▶ **What you should do**
Please reproduce each of the following rows word for word, with no changes at all.

▶ **Data section**
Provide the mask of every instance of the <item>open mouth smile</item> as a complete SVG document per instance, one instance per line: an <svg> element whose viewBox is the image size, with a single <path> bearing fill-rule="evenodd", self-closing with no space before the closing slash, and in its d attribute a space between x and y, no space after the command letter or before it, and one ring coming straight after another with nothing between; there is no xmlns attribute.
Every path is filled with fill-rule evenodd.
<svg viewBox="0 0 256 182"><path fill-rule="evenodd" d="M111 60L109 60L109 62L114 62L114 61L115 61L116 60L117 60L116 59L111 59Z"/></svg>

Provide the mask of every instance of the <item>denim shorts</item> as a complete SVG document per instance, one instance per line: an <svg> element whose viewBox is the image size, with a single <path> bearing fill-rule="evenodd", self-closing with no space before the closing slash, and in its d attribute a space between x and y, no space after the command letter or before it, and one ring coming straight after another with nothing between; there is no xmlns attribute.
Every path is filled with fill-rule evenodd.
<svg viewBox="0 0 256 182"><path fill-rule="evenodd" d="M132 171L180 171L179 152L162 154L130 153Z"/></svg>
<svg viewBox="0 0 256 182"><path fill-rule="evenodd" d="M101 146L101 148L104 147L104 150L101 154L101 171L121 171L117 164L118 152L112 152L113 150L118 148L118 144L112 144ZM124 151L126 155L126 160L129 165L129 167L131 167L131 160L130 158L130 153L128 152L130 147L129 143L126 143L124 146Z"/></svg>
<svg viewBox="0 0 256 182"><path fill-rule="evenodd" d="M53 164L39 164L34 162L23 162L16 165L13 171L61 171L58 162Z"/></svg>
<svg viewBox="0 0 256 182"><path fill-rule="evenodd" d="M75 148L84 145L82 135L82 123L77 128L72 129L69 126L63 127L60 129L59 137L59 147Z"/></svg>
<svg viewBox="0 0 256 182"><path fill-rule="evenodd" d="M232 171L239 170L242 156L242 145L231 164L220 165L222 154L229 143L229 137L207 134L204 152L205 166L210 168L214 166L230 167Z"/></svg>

▶ **Final answer**
Provide the mask of every instance of the <item>open mouth smile</item> as a complete SVG document per instance, one instance per line: an <svg> element whose viewBox is the image size, with a single <path> bearing fill-rule="evenodd", self-closing with no space before the closing slash, and in its d attribute a space between x and y, no space after the command letter or before it, and one ring coming straight after another with nothing between; there is no xmlns attribute.
Every path is filled with fill-rule evenodd.
<svg viewBox="0 0 256 182"><path fill-rule="evenodd" d="M111 60L109 60L109 62L114 62L114 61L115 61L116 60L117 60L116 59L111 59Z"/></svg>

Provide the mask of every instance of the <item>denim shorts</item> as a complete SVG document per instance, one instance per line: an <svg> element whose viewBox is the image size, with a single <path> bearing fill-rule="evenodd", self-closing with no space before the closing slash, and in its d attribute a space between x and y, no space after the command letter or before it, and one ring coming straight after another with nothing between; there is no xmlns attribute.
Every path is filled with fill-rule evenodd.
<svg viewBox="0 0 256 182"><path fill-rule="evenodd" d="M132 171L180 171L179 152L162 154L130 153Z"/></svg>
<svg viewBox="0 0 256 182"><path fill-rule="evenodd" d="M101 146L101 148L104 147L104 150L101 154L101 171L121 171L117 164L118 152L112 152L113 150L118 148L118 144L112 144ZM124 151L126 155L126 160L129 165L129 167L131 167L131 160L130 158L130 153L128 152L130 147L129 143L126 143L124 146Z"/></svg>
<svg viewBox="0 0 256 182"><path fill-rule="evenodd" d="M53 164L39 164L34 162L23 162L16 165L13 171L61 171L58 162Z"/></svg>
<svg viewBox="0 0 256 182"><path fill-rule="evenodd" d="M75 148L84 145L82 135L82 123L77 128L72 129L69 126L63 127L60 129L59 137L59 147Z"/></svg>
<svg viewBox="0 0 256 182"><path fill-rule="evenodd" d="M232 171L239 170L242 156L242 145L231 164L220 165L222 154L229 143L229 137L207 134L204 152L205 166L210 168L214 166L230 167Z"/></svg>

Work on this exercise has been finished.